**** TEXT SECTION
Dallas Cowboys Fans: Mike McCarthy Deceived Us All

(Photo by Harry How/Getty Images)
(Photo by Harry How/Getty Images) /

Mike McCarthy didn’t do the things he said he was going to do in his first game as coach of the Dallas Cowboys.

It’s not that the Dallas Cowboys dropped their first game and are 0-1 in the Mike McCarthy era. It’s not that the offense only mustered 17 points against a fairly pedestrian defense. It’s how it all went down that’s cause for concern.

After all, growing pains are expected for any team with a new coaching staff. Considering the circumstances surrounding the 2020 NFL season, struggles were basically guaranteed. But this isn’t about the existence of struggles, it’s about the way in which the team struggled. Play-calling, creativity, lack of motion, and adaptability were just a handful of things that we thought would be improved under Mike McCarthy.

No, this isn’t a sky is falling article. It’s not a “reeeeeeellllaaaaaxxxx (said in Aaron Rodgers-ese)” kinda article either. It’s article that says the things we thought we knew about McCarthy might not actually be true. And the McCarthy he sold us is on last winter is not the McCarthy we have right now.

When Mike McCarthy was dismissed from Green Bay he embarked on a noble voyage of self-reflection and growth. He studied all the up and coming offenses and play-callers around the NFL. Guys like Sean McVay, Kyle Shanahan, Eric Bienemy, and even Kellen Moore.

We might have inferred a lot about McCarthy’s plans for this season but he also implied an awful lot. And the changes he said he was going to make didn’t manifest in Week 1.

In this well documented period of growth, he did the unthinkable – he opened his mind and changed his ways of thinking based on facts and figures. I don’t have to tell you how rare that is. Think about the last time you’ve been in a debate (political, sports, etc..) and changed your mind or had someone else change their mind based on the arguments made.
********
→ **SET PROBLEM 1**
List the up-and-coming play-callers that, according to the article on Mike McCarthy's first Cowboys game, he studied after leaving Green Bay.
→ **SET PROBLEM 2**
Answer these from the article on Mike McCarthy's first Cowboys game:
(a) How many points did the Dallas offense score in the opening game?
(b) What is the team's record so far under McCarthy?
(c) Which team dismissed McCarthy before he came to Dallas?
→ **SET PROBLEM 3**
Resume the article on Mike McCarthy's first Cowboys game, picking up after its final sentence.
**** RAW RECORDS
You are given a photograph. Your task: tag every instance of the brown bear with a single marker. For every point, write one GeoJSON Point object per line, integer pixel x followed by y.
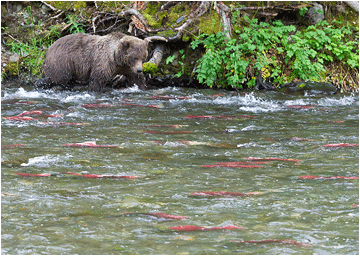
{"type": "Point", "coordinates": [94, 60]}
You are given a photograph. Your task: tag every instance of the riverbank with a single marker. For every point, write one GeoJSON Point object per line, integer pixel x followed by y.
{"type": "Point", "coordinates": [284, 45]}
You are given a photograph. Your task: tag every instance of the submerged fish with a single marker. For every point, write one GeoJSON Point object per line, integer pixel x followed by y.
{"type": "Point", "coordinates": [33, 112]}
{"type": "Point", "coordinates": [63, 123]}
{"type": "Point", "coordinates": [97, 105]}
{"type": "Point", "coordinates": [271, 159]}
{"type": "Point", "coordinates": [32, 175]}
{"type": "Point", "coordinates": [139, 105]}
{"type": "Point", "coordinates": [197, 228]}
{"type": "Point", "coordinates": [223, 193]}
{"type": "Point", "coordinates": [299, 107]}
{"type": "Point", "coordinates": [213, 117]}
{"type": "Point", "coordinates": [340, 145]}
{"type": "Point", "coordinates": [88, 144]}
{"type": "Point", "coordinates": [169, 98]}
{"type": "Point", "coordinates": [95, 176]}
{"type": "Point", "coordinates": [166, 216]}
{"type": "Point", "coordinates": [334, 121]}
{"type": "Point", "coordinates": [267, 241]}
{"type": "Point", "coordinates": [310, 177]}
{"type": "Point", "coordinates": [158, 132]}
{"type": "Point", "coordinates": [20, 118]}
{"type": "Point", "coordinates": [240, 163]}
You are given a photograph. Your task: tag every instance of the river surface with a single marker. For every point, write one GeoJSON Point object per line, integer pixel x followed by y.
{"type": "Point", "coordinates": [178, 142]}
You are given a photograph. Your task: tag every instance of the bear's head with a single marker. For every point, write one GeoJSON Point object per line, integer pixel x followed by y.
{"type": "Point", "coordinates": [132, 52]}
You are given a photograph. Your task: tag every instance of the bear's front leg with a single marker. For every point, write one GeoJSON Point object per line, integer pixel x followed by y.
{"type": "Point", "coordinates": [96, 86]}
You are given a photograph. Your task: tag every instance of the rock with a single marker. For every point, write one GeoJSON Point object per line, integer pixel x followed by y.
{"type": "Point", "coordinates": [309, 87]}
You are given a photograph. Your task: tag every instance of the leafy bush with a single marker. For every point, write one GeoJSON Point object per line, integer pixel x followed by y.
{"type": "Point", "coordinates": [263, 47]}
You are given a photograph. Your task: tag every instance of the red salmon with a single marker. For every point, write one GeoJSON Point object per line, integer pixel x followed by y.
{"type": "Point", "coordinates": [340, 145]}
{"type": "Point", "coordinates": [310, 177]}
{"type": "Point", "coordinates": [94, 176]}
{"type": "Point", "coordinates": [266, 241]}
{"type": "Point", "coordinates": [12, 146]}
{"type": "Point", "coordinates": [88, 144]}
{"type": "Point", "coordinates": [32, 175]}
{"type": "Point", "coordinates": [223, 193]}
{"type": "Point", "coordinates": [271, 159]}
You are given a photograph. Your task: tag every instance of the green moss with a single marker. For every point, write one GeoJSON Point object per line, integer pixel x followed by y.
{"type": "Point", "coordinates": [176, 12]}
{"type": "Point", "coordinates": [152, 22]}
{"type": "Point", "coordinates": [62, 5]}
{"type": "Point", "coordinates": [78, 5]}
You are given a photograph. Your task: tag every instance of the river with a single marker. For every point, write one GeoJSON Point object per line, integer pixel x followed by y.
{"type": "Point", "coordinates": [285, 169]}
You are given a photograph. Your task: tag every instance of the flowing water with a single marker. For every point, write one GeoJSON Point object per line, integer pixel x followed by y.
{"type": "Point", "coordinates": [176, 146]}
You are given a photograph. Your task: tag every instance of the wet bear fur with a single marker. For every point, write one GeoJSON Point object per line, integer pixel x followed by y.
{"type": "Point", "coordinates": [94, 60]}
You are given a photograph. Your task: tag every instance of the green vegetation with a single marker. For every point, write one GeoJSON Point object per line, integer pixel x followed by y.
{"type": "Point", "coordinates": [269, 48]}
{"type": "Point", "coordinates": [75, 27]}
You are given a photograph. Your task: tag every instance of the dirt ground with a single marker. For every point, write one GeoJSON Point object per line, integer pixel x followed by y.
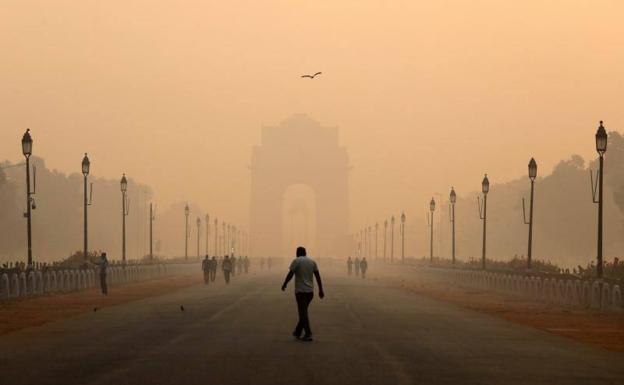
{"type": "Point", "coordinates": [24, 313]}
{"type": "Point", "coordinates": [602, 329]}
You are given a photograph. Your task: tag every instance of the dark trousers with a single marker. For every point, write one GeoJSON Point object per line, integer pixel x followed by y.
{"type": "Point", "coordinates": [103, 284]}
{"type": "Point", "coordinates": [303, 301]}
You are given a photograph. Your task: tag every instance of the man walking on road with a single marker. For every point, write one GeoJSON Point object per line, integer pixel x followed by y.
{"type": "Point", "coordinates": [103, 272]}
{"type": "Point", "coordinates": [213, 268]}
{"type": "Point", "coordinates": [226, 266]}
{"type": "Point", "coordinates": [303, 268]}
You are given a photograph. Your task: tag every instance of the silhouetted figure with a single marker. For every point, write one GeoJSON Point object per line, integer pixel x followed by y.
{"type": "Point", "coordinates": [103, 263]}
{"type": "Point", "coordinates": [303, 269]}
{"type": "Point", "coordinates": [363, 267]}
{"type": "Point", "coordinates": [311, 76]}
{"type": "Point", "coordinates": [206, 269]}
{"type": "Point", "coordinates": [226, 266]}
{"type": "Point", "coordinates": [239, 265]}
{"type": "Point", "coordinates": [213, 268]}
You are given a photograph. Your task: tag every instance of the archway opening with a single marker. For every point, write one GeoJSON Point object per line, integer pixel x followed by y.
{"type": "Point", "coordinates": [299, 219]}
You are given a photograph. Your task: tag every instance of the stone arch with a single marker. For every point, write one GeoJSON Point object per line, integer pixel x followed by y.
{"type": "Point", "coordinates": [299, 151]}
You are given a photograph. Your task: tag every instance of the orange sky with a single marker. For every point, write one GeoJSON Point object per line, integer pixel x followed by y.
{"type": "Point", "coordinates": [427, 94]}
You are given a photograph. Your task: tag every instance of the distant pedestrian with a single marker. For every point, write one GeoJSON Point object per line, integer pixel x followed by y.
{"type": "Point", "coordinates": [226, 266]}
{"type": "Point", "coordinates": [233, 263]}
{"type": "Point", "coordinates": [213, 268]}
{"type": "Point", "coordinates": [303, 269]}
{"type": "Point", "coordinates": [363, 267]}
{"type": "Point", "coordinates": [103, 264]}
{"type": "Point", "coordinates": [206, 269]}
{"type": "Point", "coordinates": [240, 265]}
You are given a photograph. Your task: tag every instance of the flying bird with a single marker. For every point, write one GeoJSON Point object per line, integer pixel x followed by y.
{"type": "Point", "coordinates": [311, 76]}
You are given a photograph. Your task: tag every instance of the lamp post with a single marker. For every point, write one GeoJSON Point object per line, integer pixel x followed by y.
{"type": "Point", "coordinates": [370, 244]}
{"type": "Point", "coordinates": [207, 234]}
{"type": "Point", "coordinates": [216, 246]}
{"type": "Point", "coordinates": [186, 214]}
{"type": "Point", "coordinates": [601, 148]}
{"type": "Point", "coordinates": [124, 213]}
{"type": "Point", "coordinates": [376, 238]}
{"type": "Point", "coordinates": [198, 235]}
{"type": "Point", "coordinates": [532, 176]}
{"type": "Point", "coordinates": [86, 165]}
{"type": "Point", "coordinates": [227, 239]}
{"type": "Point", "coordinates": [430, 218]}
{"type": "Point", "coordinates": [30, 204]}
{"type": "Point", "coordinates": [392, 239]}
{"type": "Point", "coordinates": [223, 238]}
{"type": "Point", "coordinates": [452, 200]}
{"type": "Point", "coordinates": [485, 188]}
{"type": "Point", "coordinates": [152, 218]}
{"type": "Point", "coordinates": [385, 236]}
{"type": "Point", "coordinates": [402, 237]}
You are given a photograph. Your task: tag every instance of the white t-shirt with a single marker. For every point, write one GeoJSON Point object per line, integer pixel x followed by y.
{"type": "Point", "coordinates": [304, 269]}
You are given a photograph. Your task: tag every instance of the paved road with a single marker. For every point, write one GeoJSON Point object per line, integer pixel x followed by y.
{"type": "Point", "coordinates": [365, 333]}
********
→ **OUTPUT 1**
Sean McVay
Kyle Shanahan
Eric Bienemy
Kellen Moore

→ **OUTPUT 2**
(a) 17 points
(b) 0-1
(c) Green Bay

→ **OUTPUT 3**
Most established minds just dig in, and through the evil power of cognitive dissonance, fight to support their priors rather than try to find the truth. McCarthy’s embrace of facts, figures, trends and overall analytics said he defied the odds and did just that. The old school embraced the new school. At least that’s what he told us…

Looking at how things played out on Sunday, it doesn’t seem like much changed.

Motion is a staple in any analytic-based offense. It exposes coverage, identifies defensive weaknesses, and helps quarterbacks. It doesn’t just make sense on an intuitive basis, but also by the numbers. Teams are universally more successful when they use pre-snap and during snap motion than when they don’t. That’s why Kellen Moore used it so much last season.

Yet, motion was absent from the Dallas Cowboys offense in Week 1. And McCarthy just went on the radio this week saying motion is not a staple in his game strategy and will only be leaned on in a game-by-game basis.

When the best football minds in the league are all leaning on the same thing, it’s worth taking notice. So how much motion did the Dallas Cowboys employ in Week 1? Try four percent. That’s not very analytically minded.

An area we never thought would be an issue for him is play-calling on first downs. Mike McCarthy has always operated in Andy Reid territory when it comes to passing early and often on first downs. Yet, Week 1 showed the Dallas Cowboys overwhelmingly leaned on the running game.

Adaptability is another area we thought McCarthy was going to improve. His statements regarding building a scheme around his players rather than forcing his players to conform to his scheme was comforting to hear after 10 years of Jason Garrett. But we didn’t see that philosophy implemented on Sunday.

The Cowboys rolled into LA with two obvious liabilities on the offensive line: Joe Looney has always been seen as a below-average  stopgap and Terence Steele, Dallas’ undrafted rookie swing tackle, was shock to make the team, let alone start at RT. Instead of adapting the Cowboys tried to fit a square peg in a round hole.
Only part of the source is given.